• **Task**
From the data below, copy exactly the lines that lie between the one holding "Target: green grass" and the one holding "of the brick", including both, and nothing more.

• **Exercise data**
+ + + +

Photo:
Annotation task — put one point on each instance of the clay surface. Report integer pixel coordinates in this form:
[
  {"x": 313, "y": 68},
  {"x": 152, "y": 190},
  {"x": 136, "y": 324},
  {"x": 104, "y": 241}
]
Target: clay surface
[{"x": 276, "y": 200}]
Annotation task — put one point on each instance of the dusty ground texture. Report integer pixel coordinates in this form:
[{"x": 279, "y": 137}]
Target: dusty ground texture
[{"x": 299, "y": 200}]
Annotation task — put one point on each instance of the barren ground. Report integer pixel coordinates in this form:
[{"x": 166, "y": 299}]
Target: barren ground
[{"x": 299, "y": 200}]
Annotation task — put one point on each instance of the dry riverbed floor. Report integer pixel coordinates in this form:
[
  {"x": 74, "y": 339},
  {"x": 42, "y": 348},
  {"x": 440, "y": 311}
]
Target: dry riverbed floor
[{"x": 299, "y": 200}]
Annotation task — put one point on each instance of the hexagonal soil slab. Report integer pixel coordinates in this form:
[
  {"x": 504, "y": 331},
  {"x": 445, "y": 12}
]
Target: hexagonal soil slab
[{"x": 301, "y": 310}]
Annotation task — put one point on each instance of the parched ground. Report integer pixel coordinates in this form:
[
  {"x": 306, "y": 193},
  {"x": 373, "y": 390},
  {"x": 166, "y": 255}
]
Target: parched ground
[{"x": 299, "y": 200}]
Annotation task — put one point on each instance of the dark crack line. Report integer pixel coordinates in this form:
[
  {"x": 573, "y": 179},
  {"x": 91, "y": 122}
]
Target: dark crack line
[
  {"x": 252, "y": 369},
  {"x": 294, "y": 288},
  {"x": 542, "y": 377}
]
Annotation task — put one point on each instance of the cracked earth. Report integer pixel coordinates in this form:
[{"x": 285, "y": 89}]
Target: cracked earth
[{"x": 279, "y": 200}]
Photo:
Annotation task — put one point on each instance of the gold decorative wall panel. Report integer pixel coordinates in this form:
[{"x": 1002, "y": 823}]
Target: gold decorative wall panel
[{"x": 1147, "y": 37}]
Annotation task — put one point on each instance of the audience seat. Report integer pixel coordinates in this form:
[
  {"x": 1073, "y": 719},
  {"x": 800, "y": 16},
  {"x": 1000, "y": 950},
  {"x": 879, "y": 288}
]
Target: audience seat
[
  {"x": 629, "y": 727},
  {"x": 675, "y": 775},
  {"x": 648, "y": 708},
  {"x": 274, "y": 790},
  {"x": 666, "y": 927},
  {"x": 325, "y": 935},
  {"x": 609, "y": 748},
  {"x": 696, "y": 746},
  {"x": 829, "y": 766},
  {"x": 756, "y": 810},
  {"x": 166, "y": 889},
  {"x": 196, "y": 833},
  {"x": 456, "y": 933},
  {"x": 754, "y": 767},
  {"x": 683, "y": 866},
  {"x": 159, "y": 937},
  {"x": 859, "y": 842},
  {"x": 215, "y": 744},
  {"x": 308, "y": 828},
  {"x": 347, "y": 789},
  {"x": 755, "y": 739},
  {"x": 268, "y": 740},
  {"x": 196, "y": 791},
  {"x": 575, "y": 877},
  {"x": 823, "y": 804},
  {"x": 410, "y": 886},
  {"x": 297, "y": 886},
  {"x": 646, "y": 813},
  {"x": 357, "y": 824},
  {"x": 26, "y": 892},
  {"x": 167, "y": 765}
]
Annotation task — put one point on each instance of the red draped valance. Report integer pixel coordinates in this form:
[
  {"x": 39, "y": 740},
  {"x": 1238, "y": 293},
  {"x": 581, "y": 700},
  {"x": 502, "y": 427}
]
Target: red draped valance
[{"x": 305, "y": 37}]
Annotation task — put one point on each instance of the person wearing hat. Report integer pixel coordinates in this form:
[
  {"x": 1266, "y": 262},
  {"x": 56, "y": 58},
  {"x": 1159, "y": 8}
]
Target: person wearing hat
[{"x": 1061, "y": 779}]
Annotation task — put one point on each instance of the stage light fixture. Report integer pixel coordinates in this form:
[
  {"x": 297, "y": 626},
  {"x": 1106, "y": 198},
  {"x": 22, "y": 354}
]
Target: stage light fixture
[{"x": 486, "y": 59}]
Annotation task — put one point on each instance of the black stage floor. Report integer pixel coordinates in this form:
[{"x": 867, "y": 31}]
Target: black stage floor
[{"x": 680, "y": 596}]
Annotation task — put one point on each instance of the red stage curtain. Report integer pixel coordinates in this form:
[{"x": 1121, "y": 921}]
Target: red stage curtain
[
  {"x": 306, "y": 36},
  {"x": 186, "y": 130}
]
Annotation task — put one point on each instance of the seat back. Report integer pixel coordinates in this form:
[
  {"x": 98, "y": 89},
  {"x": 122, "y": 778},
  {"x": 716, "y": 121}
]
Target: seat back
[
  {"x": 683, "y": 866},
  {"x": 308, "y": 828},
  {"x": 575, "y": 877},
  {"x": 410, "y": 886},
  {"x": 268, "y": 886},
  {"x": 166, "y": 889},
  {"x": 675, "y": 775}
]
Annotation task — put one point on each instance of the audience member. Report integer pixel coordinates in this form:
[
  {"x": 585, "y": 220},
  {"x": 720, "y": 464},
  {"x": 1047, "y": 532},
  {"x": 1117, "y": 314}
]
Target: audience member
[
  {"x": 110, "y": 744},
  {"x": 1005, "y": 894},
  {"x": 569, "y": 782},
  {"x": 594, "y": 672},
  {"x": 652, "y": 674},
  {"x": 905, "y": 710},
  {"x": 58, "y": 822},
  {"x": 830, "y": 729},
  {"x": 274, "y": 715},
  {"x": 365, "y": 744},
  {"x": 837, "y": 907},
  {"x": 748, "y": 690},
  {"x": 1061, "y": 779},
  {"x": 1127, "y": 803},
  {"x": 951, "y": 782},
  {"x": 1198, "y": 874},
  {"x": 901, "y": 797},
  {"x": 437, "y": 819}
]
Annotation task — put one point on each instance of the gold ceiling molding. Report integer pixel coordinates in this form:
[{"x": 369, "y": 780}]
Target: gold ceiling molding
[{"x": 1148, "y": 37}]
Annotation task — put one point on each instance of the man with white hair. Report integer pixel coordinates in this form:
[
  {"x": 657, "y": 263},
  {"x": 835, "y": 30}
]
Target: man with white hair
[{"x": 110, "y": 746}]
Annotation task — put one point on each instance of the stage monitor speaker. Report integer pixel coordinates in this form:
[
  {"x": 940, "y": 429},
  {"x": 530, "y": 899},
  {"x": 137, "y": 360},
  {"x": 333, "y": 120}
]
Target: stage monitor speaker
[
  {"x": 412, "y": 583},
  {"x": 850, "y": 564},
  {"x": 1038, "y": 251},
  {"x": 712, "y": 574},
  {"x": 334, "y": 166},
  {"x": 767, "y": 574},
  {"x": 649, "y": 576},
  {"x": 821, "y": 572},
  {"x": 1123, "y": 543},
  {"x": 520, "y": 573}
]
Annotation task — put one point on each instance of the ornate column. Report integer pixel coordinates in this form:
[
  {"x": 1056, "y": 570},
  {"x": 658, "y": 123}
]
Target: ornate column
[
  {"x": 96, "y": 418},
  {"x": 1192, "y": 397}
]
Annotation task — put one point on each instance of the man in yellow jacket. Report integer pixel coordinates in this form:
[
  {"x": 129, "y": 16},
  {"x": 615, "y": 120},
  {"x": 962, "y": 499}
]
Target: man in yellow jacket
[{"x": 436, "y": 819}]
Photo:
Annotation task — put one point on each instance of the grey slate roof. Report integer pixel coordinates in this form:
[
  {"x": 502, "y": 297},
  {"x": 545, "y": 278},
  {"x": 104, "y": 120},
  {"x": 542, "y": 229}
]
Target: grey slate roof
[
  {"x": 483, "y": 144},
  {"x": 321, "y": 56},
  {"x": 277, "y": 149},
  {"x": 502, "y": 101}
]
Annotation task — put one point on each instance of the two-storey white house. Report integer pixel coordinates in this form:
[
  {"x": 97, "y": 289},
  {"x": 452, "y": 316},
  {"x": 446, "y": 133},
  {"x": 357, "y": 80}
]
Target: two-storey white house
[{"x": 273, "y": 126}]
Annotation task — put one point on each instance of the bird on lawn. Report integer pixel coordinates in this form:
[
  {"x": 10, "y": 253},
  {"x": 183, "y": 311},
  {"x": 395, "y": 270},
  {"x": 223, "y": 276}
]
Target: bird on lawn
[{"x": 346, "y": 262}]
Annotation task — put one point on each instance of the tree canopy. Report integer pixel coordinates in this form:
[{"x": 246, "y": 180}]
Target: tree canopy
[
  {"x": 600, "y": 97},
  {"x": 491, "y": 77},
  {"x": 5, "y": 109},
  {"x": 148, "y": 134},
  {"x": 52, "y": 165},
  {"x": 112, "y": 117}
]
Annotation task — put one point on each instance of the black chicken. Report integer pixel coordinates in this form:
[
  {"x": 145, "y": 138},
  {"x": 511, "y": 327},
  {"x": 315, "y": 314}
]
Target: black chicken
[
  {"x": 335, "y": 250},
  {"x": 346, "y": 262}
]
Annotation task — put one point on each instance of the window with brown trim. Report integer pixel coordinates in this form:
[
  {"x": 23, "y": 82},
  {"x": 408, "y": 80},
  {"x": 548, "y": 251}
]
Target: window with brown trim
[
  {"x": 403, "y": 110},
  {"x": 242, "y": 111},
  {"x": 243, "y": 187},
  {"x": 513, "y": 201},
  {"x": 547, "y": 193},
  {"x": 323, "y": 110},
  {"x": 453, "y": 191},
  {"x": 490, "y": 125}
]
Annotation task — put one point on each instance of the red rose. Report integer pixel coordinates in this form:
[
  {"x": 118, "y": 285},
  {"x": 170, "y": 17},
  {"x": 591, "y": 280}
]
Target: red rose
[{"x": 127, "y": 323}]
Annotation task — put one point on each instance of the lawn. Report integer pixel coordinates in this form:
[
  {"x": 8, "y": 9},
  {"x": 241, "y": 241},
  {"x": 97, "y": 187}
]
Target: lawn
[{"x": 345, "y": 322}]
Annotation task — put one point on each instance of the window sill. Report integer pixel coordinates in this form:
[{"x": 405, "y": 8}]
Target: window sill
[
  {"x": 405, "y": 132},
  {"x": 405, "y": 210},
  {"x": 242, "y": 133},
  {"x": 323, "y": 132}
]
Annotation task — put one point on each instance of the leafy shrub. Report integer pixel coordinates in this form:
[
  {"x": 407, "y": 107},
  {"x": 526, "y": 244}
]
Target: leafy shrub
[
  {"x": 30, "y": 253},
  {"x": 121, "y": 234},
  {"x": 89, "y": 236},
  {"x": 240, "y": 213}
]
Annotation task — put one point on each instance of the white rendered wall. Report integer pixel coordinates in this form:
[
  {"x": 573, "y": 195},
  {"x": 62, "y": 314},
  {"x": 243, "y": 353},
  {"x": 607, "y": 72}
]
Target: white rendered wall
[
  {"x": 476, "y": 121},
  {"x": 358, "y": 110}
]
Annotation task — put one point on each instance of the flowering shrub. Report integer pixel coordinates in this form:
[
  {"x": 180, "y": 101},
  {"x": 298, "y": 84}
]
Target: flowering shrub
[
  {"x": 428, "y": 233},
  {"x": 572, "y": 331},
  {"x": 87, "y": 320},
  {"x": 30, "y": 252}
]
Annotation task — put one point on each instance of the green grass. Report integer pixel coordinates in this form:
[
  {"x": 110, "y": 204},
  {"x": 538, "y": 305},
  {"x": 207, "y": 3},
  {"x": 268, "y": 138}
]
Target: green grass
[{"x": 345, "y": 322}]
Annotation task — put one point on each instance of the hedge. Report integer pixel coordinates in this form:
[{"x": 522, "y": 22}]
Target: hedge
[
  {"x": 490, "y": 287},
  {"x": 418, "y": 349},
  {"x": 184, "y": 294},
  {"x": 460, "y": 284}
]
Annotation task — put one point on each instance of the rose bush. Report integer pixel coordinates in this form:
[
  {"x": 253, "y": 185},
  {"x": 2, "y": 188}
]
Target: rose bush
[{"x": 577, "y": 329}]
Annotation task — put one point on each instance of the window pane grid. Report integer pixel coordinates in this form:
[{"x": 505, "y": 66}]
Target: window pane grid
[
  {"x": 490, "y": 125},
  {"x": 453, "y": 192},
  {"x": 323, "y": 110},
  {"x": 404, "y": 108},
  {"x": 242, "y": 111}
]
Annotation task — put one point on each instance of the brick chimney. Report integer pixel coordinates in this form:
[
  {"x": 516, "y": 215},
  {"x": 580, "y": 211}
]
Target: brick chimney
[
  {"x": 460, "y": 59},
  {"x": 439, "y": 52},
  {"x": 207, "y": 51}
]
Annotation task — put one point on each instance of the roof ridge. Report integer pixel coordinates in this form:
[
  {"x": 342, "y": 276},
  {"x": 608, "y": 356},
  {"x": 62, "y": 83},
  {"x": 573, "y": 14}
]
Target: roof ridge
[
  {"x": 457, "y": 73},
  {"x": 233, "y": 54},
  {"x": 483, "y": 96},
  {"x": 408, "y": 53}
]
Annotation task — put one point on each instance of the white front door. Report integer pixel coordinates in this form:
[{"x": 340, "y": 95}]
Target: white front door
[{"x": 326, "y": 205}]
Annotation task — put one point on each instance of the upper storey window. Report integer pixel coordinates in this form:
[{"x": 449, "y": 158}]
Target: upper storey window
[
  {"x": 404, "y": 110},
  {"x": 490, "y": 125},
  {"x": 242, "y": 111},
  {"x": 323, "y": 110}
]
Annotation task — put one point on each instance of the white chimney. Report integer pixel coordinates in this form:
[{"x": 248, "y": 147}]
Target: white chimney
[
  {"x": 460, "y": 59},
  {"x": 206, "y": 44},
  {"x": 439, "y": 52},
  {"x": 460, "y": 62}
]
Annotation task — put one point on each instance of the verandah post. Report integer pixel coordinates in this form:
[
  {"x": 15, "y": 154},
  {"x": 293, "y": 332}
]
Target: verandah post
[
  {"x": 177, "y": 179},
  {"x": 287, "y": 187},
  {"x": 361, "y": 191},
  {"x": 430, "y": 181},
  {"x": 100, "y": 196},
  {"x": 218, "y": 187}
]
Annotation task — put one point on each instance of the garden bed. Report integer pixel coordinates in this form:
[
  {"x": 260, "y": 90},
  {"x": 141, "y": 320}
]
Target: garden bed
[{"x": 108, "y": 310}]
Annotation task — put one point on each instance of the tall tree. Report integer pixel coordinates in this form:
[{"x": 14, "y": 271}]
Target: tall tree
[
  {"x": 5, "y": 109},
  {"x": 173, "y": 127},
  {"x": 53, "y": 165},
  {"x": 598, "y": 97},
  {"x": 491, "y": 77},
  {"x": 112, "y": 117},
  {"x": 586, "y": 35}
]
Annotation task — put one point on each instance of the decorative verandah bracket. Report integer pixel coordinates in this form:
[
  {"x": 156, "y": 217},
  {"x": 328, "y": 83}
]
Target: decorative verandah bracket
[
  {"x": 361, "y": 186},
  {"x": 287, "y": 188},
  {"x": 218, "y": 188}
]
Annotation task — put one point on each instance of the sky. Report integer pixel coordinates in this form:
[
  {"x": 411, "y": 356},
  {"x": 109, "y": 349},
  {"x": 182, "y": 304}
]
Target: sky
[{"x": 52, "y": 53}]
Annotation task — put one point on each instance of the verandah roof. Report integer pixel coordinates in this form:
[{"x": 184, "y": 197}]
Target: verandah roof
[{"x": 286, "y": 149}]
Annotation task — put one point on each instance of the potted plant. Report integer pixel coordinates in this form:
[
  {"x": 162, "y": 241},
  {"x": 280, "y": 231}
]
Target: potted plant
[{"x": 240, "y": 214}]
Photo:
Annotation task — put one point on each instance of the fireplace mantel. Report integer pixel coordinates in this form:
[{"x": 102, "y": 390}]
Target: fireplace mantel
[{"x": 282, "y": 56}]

+ + + +

• **Answer section**
Target: green grass
[{"x": 345, "y": 322}]
Annotation task — put one point on each instance of the hedge. Report integer pixel coordinates in this form:
[{"x": 522, "y": 22}]
Target: hedge
[
  {"x": 490, "y": 287},
  {"x": 418, "y": 349},
  {"x": 184, "y": 294},
  {"x": 460, "y": 284}
]
Annotation task — put one point on each instance of the rose bush. Report integer pixel coordinates in this form:
[
  {"x": 253, "y": 185},
  {"x": 2, "y": 188}
]
Target: rose bush
[{"x": 577, "y": 329}]
Annotation task — put one point on each instance of the window pane grid. Report integer pixel coordinates in this form:
[{"x": 505, "y": 66}]
Target: window pane grid
[
  {"x": 490, "y": 125},
  {"x": 453, "y": 192},
  {"x": 323, "y": 110},
  {"x": 404, "y": 108},
  {"x": 242, "y": 111}
]
Annotation task — put one point on each instance of the brick chimney. Report integer pixel coordinates in this form:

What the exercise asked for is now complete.